** START OF Data extract **

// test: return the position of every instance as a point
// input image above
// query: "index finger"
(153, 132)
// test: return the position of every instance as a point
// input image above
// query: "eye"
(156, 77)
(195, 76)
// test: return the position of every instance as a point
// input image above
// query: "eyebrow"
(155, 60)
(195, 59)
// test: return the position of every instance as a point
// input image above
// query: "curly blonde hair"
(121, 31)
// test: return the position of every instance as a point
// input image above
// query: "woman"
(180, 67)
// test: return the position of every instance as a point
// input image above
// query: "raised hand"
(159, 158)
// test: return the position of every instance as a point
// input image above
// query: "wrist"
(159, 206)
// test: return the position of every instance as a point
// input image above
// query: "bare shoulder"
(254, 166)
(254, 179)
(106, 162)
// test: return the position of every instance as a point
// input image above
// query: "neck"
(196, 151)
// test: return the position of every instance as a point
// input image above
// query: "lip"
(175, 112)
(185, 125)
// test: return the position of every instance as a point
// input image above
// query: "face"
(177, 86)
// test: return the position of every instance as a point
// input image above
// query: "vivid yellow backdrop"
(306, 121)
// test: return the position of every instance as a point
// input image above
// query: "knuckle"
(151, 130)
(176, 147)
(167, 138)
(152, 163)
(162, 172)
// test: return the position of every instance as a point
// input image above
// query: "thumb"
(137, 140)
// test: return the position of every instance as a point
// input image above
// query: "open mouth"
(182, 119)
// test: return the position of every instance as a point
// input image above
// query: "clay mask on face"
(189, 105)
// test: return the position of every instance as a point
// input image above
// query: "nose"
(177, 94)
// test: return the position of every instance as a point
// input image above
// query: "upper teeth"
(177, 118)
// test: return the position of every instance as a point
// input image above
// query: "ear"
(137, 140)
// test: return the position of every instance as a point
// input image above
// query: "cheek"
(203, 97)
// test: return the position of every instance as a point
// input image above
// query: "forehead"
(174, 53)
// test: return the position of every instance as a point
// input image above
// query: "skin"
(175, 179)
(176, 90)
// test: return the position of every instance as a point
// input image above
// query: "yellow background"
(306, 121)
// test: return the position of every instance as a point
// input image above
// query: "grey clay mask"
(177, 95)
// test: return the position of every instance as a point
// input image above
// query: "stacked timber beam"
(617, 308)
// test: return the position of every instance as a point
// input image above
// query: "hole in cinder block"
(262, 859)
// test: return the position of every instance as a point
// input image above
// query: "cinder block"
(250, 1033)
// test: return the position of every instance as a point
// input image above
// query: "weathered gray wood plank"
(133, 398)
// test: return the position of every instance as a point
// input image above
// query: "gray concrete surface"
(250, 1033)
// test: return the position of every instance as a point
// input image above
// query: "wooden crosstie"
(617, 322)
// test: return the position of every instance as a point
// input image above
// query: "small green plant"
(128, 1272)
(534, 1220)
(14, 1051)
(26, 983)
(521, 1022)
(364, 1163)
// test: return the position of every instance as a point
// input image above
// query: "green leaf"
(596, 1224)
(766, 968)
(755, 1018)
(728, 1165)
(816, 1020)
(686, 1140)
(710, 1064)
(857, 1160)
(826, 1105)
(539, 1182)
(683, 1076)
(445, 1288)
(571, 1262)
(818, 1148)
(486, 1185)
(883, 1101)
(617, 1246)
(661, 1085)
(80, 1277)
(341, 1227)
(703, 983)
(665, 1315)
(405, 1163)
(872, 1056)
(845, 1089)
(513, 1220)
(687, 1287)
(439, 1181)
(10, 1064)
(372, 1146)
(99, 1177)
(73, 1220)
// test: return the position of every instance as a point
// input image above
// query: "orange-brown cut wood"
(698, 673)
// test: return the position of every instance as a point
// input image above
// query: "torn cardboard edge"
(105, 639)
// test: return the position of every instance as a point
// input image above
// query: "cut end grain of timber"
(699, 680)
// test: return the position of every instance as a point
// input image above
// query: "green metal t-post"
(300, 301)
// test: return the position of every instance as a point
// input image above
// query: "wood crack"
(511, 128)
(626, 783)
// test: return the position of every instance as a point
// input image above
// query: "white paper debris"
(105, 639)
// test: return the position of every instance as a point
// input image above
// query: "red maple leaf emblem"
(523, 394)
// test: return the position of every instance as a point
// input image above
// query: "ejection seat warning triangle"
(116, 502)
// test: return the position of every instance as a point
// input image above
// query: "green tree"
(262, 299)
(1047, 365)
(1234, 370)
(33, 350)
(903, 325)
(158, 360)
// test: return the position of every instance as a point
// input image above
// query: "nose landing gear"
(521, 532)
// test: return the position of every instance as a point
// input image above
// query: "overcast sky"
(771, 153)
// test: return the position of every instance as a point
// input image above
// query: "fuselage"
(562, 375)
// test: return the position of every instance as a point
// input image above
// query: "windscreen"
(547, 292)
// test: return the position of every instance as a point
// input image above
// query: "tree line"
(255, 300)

** END OF Data extract **

Collect every line in the records above that contains the word "green", treating uppercase and lowercase as different, and copy each of those lines in full.

# Result
// query: "small green plant"
// query: "green leaf"
// query: "green metal t-post"
// query: "green tree"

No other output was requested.